(Task statement): Here are some records; quote them exactly, leaving out the pictures.

(Supplied entries):

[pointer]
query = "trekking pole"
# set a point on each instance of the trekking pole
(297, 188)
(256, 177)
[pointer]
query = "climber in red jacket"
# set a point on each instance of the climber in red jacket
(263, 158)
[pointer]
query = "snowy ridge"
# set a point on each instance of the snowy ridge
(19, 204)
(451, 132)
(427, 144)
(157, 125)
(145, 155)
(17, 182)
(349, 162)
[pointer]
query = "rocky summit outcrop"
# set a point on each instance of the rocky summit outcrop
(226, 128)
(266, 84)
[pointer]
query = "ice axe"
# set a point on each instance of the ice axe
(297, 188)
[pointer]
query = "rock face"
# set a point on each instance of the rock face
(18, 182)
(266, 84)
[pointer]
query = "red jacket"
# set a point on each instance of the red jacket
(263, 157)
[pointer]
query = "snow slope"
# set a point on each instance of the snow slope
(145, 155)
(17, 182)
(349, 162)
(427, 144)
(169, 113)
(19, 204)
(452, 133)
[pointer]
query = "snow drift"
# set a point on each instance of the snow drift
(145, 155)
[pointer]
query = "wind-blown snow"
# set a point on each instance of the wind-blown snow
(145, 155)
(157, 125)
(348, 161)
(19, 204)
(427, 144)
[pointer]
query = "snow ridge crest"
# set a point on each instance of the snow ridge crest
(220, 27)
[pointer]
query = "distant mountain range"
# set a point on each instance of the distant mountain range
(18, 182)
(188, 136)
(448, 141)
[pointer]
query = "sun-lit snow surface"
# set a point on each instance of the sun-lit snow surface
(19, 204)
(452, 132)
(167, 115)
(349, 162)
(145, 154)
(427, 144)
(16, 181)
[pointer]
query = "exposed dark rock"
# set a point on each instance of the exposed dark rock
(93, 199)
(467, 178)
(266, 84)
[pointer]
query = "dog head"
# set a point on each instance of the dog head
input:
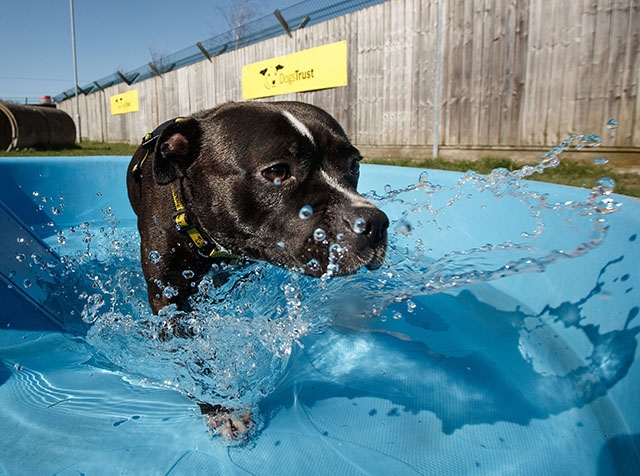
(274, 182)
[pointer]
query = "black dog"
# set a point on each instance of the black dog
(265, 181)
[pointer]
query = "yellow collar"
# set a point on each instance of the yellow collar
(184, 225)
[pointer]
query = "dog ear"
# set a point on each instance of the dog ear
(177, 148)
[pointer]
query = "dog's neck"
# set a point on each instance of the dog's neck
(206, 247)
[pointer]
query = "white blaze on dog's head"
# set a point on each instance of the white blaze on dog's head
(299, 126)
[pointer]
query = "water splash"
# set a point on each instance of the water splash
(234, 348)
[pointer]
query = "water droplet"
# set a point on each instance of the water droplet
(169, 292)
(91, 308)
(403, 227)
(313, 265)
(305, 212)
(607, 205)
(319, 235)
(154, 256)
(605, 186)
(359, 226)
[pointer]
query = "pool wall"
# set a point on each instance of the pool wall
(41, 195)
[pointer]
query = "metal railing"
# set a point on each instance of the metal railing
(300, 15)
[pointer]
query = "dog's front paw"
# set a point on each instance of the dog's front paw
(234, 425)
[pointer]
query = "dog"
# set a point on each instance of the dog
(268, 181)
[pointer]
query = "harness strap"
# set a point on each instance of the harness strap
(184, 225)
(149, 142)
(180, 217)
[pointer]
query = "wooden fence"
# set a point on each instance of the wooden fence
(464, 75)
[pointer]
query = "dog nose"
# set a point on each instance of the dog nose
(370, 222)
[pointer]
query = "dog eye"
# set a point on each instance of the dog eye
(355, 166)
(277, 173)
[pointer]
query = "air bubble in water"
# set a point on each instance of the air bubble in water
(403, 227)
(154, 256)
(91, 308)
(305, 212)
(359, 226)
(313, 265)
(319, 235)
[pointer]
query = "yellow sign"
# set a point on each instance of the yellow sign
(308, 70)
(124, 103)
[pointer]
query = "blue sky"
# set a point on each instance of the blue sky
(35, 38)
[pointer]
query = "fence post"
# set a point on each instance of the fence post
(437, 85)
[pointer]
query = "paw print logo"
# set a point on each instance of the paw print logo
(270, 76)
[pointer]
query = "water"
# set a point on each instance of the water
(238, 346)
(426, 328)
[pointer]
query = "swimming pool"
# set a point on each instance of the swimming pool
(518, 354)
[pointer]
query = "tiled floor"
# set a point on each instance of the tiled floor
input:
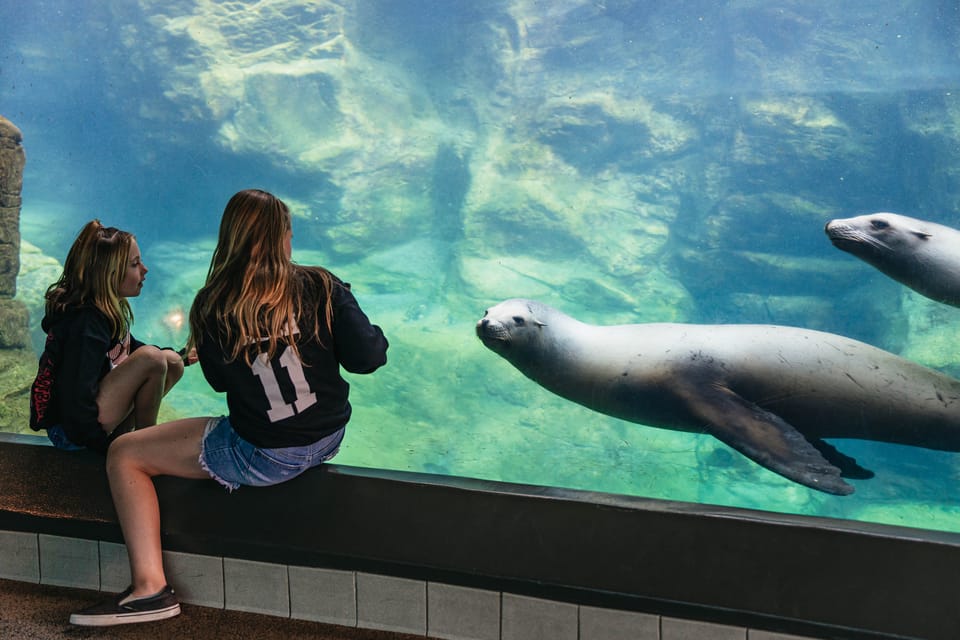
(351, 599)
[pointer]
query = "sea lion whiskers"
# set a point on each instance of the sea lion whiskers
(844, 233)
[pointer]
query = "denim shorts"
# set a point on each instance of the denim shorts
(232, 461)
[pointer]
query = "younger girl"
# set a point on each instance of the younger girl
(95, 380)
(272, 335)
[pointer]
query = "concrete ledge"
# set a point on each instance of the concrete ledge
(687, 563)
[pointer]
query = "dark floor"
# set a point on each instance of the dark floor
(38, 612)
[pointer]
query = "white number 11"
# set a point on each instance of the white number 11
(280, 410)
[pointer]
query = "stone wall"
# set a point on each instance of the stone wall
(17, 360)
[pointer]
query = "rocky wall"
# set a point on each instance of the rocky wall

(Response to the exercise):
[pointer]
query = "trekking pole"
# set a point on each instance of the trekking pole
(297, 188)
(256, 177)
[pointer]
query = "climber in red jacket"
# set a point on each instance of the climber in red jacket
(263, 158)
[pointer]
query = "snowy ridge"
# set a point on each instance of the snowy ridge
(19, 204)
(451, 132)
(427, 144)
(157, 125)
(145, 155)
(17, 182)
(349, 162)
[pointer]
query = "rocky summit outcrop"
# set a point on each instance of the rocky summit outcrop
(226, 128)
(266, 84)
[pointer]
query = "ice axe"
# set a point on each instance of the ice axe
(297, 188)
[pointer]
query = "rock face"
# set a point on each instance of the rock face
(18, 182)
(266, 84)
[pointer]
query = "red jacket"
# set a point on each instance of the red jacket
(263, 157)
[pointer]
query = "snow slope"
# set a point on each instance of the snow slope
(145, 155)
(17, 182)
(349, 162)
(427, 144)
(169, 113)
(19, 204)
(452, 133)
[pointer]
query = "snow drift"
# set a point on each instance of the snow drift
(145, 155)
[pointer]
query = "wind-blown snow"
# set a point on each instance of the wind-blown snow
(145, 155)
(157, 125)
(348, 161)
(19, 204)
(427, 144)
[pointer]
query = "snow ridge crest"
# set a point on each instance of the snow ridge crest
(220, 27)
[pointer]
query = "distant mountain range"
# set a point on each instance of the distant mountain range
(18, 182)
(188, 136)
(448, 141)
[pointer]
query = "sun-lit snow surface"
# set a point on each instance of the sun-lit snow surface
(19, 204)
(452, 132)
(167, 115)
(349, 162)
(145, 154)
(427, 144)
(16, 181)
[pointer]
query = "exposed dark rock"
# set a point on each instance of the exposed dark rock
(93, 199)
(467, 178)
(266, 84)
[pointer]
query = "dog head"
# set a point on each instance of the dog head
input:
(274, 182)
[pointer]
query = "black dog"
# set a point on each instance of the black dog
(265, 181)
[pointer]
query = "yellow collar"
# set a point on each instance of the yellow collar
(184, 225)
[pointer]
query = "dog ear"
# set a point on each instance of the dog ear
(177, 148)
[pointer]
query = "dog's neck"
# set a point on each instance of the dog's neck
(206, 247)
[pointer]
query = "white blaze on dog's head"
# set a point on each instance of the white blaze on dog's head
(299, 126)
[pointer]
query = "water splash"
# set a point on each instance of the water splash
(234, 348)
[pointer]
query = "water droplet"
# set a point on each instance of the water droplet
(169, 292)
(91, 308)
(403, 227)
(313, 265)
(305, 212)
(607, 205)
(319, 235)
(154, 256)
(605, 186)
(359, 226)
[pointer]
query = "pool wall"
# set a point on each instance of the pool wall
(41, 195)
[pointer]
query = "metal railing"
# set a point on each instance of the metal railing
(300, 15)
[pointer]
query = "dog's front paw"
# set a point on each instance of the dog's front paw
(234, 425)
[pointer]
query = "dog"
# set a point on each instance of the dog
(268, 181)
[pointer]
query = "harness strap"
# set a point on each instance of the harness strap
(184, 225)
(149, 142)
(180, 217)
[pointer]
query = "wooden fence"
# set a point on each instance of the wooden fence
(464, 75)
[pointer]
query = "dog nose"
# set a point on each instance of the dog nose
(370, 222)
[pointer]
query = "dog eye"
# set a point on each instance of the dog eye
(355, 166)
(277, 173)
[pointer]
query = "air bubble in water"
# set a point on each instance of the air bubble in water
(403, 227)
(154, 256)
(91, 308)
(305, 212)
(359, 226)
(313, 265)
(319, 235)
[pointer]
query = "yellow sign"
# set a point on each instance of the yellow sign
(308, 70)
(124, 103)
[pointer]
query = "blue sky"
# set a point on each instance of the blue sky
(35, 38)
[pointer]
query = "fence post"
# set a point on each instance of the fence post
(437, 85)
[pointer]
query = "paw print logo"
# set a point on each instance of the paw print logo
(270, 76)
[pointer]
query = "water"
# set a point on each instance of the water
(238, 346)
(426, 328)
[pointer]
query = "swimming pool"
# set a point on each instance of the swimming pool
(518, 354)
[pointer]
query = "tiled floor"
# set a point on each instance of the tiled floor
input:
(351, 599)
[pointer]
query = "sea lion whiskers"
# set a point on each instance of the sea lion whiskers
(844, 233)
[pointer]
query = "denim shorts"
# set a point on each instance of the denim shorts
(232, 461)
[pointer]
query = "younger girl"
# set a point on each instance of the younger girl
(95, 380)
(272, 335)
[pointer]
query = "concrete ledge"
# set a point on each instance of the concrete ledge
(687, 563)
[pointer]
query = "dark floor"
# set a point on each instance of the dark floor
(38, 612)
[pointer]
query = "white number 11"
# set a point on each instance of the white number 11
(280, 410)
[pointer]
query = "stone wall"
# set a point on each instance of the stone wall
(17, 360)
[pointer]
query = "rocky wall"
# set a point on each instance of the rocky wall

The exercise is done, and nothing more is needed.